== WRITTEN REQUEST ==
Copy out each of the entries below word for word, without changing anything.

>> BEGIN SUPPLIED RECORDS

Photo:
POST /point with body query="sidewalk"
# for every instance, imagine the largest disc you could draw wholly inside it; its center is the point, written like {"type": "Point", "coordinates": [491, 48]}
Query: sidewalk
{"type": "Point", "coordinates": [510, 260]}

>> END SUPPLIED RECORDS

== TASK RESULT ==
Photo:
POST /point with body query="sidewalk"
# for every instance, imagine the largest disc you could draw wholly inside it; its center is the point, written like {"type": "Point", "coordinates": [491, 48]}
Query: sidewalk
{"type": "Point", "coordinates": [510, 260]}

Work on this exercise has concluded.